Start of Block

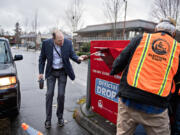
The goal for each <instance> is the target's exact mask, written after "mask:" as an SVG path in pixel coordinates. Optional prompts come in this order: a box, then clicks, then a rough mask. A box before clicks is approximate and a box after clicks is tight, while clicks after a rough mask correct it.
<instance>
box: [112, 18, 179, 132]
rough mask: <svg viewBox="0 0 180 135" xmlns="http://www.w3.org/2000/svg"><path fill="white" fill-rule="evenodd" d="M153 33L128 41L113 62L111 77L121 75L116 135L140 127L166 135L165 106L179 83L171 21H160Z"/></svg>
mask: <svg viewBox="0 0 180 135" xmlns="http://www.w3.org/2000/svg"><path fill="white" fill-rule="evenodd" d="M155 31H156V32H155V33H151V34H150V33H144V34H143V35H138V36H136V37H135V38H133V39H132V40H131V42H130V43H129V45H128V46H127V47H126V48H125V49H124V50H123V51H122V52H121V54H120V55H119V56H118V57H117V58H116V59H115V61H114V62H113V66H112V70H111V73H110V74H111V75H115V74H118V73H119V72H123V73H122V78H121V81H120V86H119V92H118V94H117V96H118V97H120V99H119V104H118V118H117V135H131V134H133V133H134V131H135V129H136V127H137V125H138V124H142V125H143V126H144V128H145V130H146V132H147V134H148V135H170V127H169V117H168V109H167V108H168V105H169V100H170V98H171V96H172V93H174V91H175V83H176V82H174V81H175V80H176V81H180V66H179V63H180V44H179V43H178V42H177V41H176V40H175V39H174V37H175V33H176V26H175V23H174V20H173V19H171V18H166V19H163V20H161V21H160V22H159V23H158V24H157V25H156V28H155Z"/></svg>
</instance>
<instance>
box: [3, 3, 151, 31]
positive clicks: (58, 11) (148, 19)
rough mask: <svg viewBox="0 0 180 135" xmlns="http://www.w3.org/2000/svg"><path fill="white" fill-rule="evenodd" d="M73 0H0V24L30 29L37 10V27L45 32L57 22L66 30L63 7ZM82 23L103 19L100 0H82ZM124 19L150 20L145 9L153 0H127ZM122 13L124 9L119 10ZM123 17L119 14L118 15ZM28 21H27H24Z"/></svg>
mask: <svg viewBox="0 0 180 135" xmlns="http://www.w3.org/2000/svg"><path fill="white" fill-rule="evenodd" d="M71 1H73V0H0V27H1V28H3V29H4V30H5V31H7V30H8V31H12V30H13V29H14V27H15V23H16V22H19V23H20V25H21V26H22V27H23V28H24V27H25V25H26V24H28V25H27V26H29V28H27V29H31V28H32V26H31V23H32V19H33V18H34V14H35V11H36V10H37V11H38V31H41V32H48V31H49V29H51V28H53V27H56V26H58V27H59V28H62V29H64V30H66V31H69V29H68V27H67V25H66V22H65V10H66V9H67V7H68V6H69V4H70V3H71ZM83 1H84V9H85V11H84V14H83V24H84V27H85V26H87V25H93V24H100V23H104V22H105V17H104V13H103V4H102V3H103V0H83ZM127 1H128V6H127V20H131V19H145V20H150V18H149V12H150V8H151V4H152V3H153V0H127ZM123 13H124V12H123ZM119 18H120V19H121V20H123V18H122V16H120V17H119ZM27 22H28V23H27Z"/></svg>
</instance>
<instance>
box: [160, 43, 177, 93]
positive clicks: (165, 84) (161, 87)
mask: <svg viewBox="0 0 180 135" xmlns="http://www.w3.org/2000/svg"><path fill="white" fill-rule="evenodd" d="M176 48H177V41H176V40H174V45H173V49H171V55H170V59H169V62H168V66H167V69H166V73H165V76H164V80H163V83H162V85H161V88H160V90H159V93H158V95H160V96H161V95H162V93H163V91H164V87H165V85H166V83H167V77H168V75H169V71H170V69H171V67H172V63H173V58H174V53H175V51H176Z"/></svg>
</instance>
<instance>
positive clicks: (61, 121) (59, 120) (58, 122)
mask: <svg viewBox="0 0 180 135" xmlns="http://www.w3.org/2000/svg"><path fill="white" fill-rule="evenodd" d="M58 125H59V126H60V127H62V126H64V119H58Z"/></svg>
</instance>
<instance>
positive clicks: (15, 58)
mask: <svg viewBox="0 0 180 135" xmlns="http://www.w3.org/2000/svg"><path fill="white" fill-rule="evenodd" d="M22 59H23V56H22V55H15V56H14V59H13V60H14V61H17V60H22Z"/></svg>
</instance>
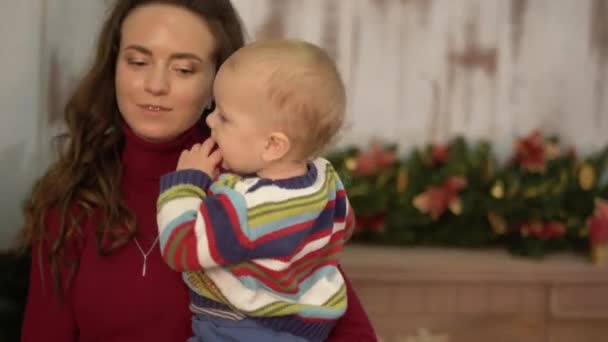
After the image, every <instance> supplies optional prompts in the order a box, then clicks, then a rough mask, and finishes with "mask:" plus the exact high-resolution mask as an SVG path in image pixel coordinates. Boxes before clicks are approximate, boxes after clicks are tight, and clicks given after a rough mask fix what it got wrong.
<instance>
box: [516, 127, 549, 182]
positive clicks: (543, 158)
mask: <svg viewBox="0 0 608 342" xmlns="http://www.w3.org/2000/svg"><path fill="white" fill-rule="evenodd" d="M514 149H515V161H516V162H517V163H518V164H519V166H520V167H521V168H522V169H525V170H528V171H533V172H542V171H544V170H545V167H546V158H545V139H544V138H543V136H542V134H541V133H540V132H539V131H533V132H532V133H530V135H528V136H527V137H525V138H522V139H518V140H517V141H516V142H515V146H514Z"/></svg>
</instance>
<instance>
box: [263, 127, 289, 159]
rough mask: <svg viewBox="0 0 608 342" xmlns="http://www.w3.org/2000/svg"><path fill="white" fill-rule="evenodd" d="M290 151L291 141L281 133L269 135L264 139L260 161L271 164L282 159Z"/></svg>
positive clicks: (285, 135)
mask: <svg viewBox="0 0 608 342" xmlns="http://www.w3.org/2000/svg"><path fill="white" fill-rule="evenodd" d="M290 150H291V141H290V140H289V137H287V135H285V133H282V132H273V133H270V135H269V136H268V138H267V139H266V145H265V146H264V152H263V153H262V159H263V160H264V161H266V162H272V161H275V160H279V159H281V158H283V157H284V156H285V155H287V153H289V151H290Z"/></svg>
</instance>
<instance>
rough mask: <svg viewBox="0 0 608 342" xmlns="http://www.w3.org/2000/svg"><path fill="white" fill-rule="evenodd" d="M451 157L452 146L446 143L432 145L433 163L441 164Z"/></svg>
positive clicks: (435, 163)
mask: <svg viewBox="0 0 608 342" xmlns="http://www.w3.org/2000/svg"><path fill="white" fill-rule="evenodd" d="M449 157H450V147H449V146H448V145H446V144H433V146H431V159H432V160H433V165H441V164H443V163H445V162H446V161H447V160H448V158H449Z"/></svg>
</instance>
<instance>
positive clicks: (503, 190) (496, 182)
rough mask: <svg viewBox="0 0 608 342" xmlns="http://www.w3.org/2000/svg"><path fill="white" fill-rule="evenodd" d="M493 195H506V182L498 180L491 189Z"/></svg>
mask: <svg viewBox="0 0 608 342" xmlns="http://www.w3.org/2000/svg"><path fill="white" fill-rule="evenodd" d="M491 194H492V197H494V198H496V199H501V198H503V197H504V196H505V184H504V183H503V182H502V181H500V180H499V181H496V183H494V186H493V187H492V190H491Z"/></svg>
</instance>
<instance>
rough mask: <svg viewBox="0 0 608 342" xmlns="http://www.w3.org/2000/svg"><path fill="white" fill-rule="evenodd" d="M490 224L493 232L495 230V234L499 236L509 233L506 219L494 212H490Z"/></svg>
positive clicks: (489, 213) (488, 215)
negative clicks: (507, 227) (491, 227)
mask: <svg viewBox="0 0 608 342" xmlns="http://www.w3.org/2000/svg"><path fill="white" fill-rule="evenodd" d="M488 222H490V226H491V227H492V230H494V233H496V234H497V235H503V234H504V233H506V232H507V221H505V219H504V217H502V216H501V215H498V214H497V213H495V212H493V211H490V212H488Z"/></svg>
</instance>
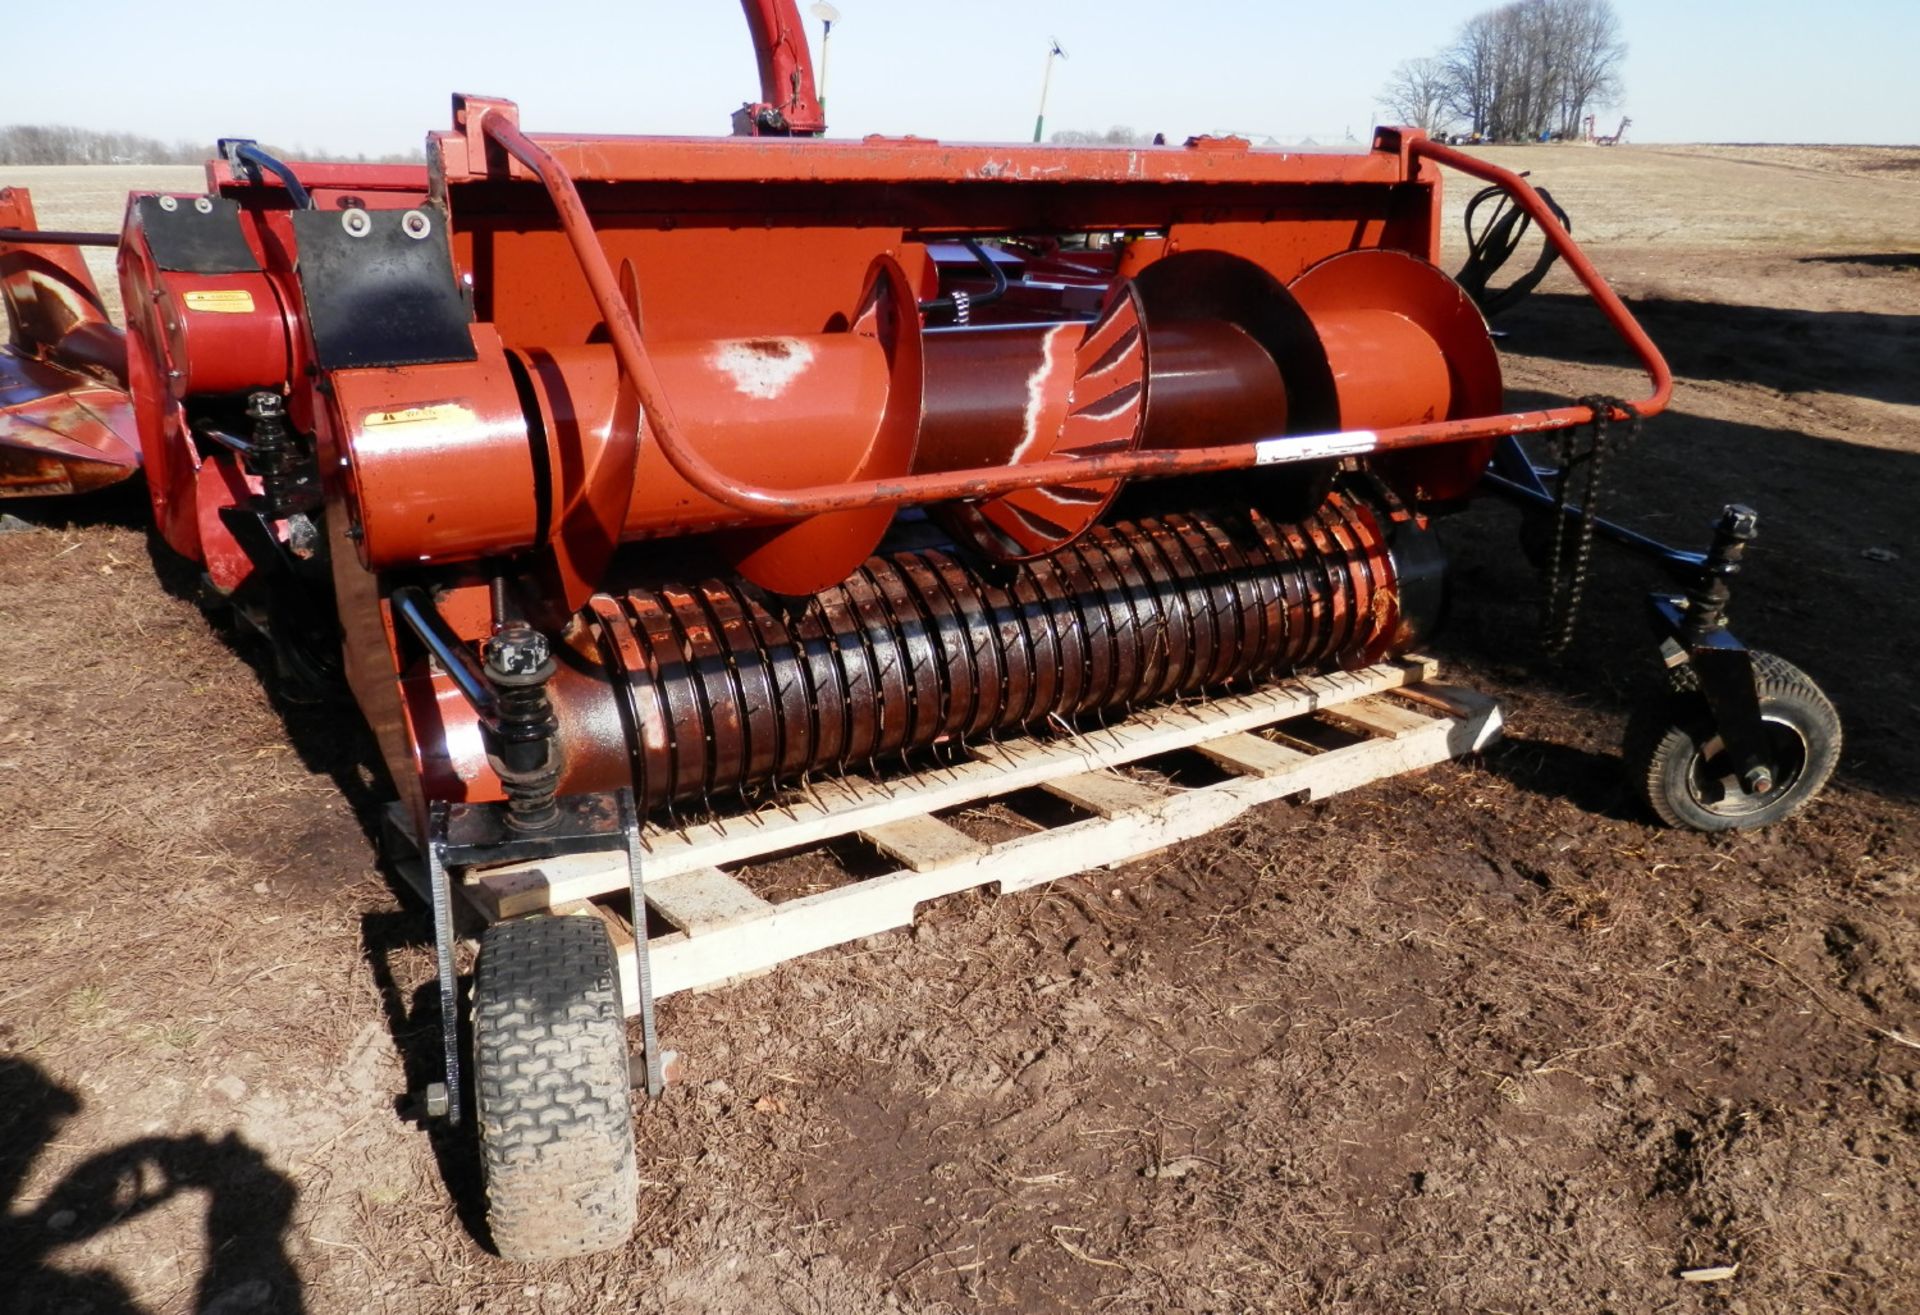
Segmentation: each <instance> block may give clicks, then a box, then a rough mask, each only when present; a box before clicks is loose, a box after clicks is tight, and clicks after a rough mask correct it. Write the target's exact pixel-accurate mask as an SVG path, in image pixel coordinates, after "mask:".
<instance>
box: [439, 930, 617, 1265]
mask: <svg viewBox="0 0 1920 1315" xmlns="http://www.w3.org/2000/svg"><path fill="white" fill-rule="evenodd" d="M630 1073H632V1069H630V1060H628V1048H626V1014H624V1010H622V1006H620V973H618V960H616V958H614V950H612V943H611V939H609V937H607V929H605V927H603V925H601V921H599V920H597V918H524V920H515V921H503V923H495V925H493V927H488V931H486V937H484V939H482V943H480V964H478V969H476V973H474V1104H476V1113H478V1125H480V1167H482V1175H484V1181H486V1198H488V1231H490V1232H492V1234H493V1248H495V1250H497V1252H499V1254H501V1255H503V1257H505V1259H513V1261H540V1259H564V1257H568V1255H588V1254H593V1252H607V1250H612V1248H616V1246H620V1244H624V1242H626V1238H628V1236H630V1234H632V1232H634V1221H636V1213H637V1192H639V1169H637V1165H636V1160H634V1110H632V1085H630V1083H632V1079H630Z"/></svg>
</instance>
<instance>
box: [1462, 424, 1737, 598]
mask: <svg viewBox="0 0 1920 1315" xmlns="http://www.w3.org/2000/svg"><path fill="white" fill-rule="evenodd" d="M1553 474H1557V470H1555V466H1540V465H1534V459H1532V457H1528V455H1526V449H1524V447H1521V440H1519V438H1517V436H1515V434H1507V436H1503V438H1501V440H1500V443H1498V445H1496V447H1494V459H1492V461H1490V463H1488V466H1486V476H1484V478H1482V488H1486V490H1488V491H1490V493H1500V495H1501V497H1505V499H1507V501H1511V503H1519V505H1521V507H1528V509H1536V511H1546V513H1551V511H1553V505H1555V501H1553V490H1551V488H1549V486H1548V478H1549V476H1553ZM1561 514H1563V516H1565V518H1567V520H1571V522H1574V524H1578V520H1580V518H1582V516H1584V514H1586V513H1584V509H1582V507H1580V505H1578V503H1574V501H1569V503H1567V505H1565V507H1563V509H1561ZM1594 532H1596V534H1597V536H1599V538H1603V539H1611V541H1613V543H1619V545H1620V547H1624V549H1628V551H1634V553H1640V555H1642V557H1649V559H1653V561H1655V562H1659V564H1661V566H1663V568H1665V570H1667V572H1668V574H1670V576H1672V578H1674V580H1678V582H1680V584H1684V586H1692V584H1693V582H1695V580H1697V578H1699V572H1701V568H1703V566H1705V564H1707V555H1705V553H1690V551H1688V549H1682V547H1672V545H1670V543H1661V541H1659V539H1655V538H1651V536H1645V534H1640V532H1638V530H1630V528H1628V526H1622V524H1619V522H1617V520H1607V518H1605V516H1596V520H1594Z"/></svg>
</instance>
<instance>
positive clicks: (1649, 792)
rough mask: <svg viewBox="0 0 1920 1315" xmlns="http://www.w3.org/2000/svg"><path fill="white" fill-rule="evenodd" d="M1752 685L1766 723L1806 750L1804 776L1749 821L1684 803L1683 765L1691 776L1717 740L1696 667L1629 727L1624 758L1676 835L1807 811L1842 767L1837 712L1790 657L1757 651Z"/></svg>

End of Block

> _ACTION ITEM_
Copy the items from the beginning through the line containing "box: [112, 18, 179, 132]", keeping every line unchanged and leaving out the pictures.

> _OUTPUT FOR THIS TASK_
The goal for each <instance> is the target's exact mask, written after "mask:" as an SVG path in pixel coordinates. Optional prompts come in this order: a box, then clicks, then a rough mask. A box before clicks is approximate and a box after clicks is tight, while clicks after a rough mask correct it.
<instance>
box: [112, 18, 179, 132]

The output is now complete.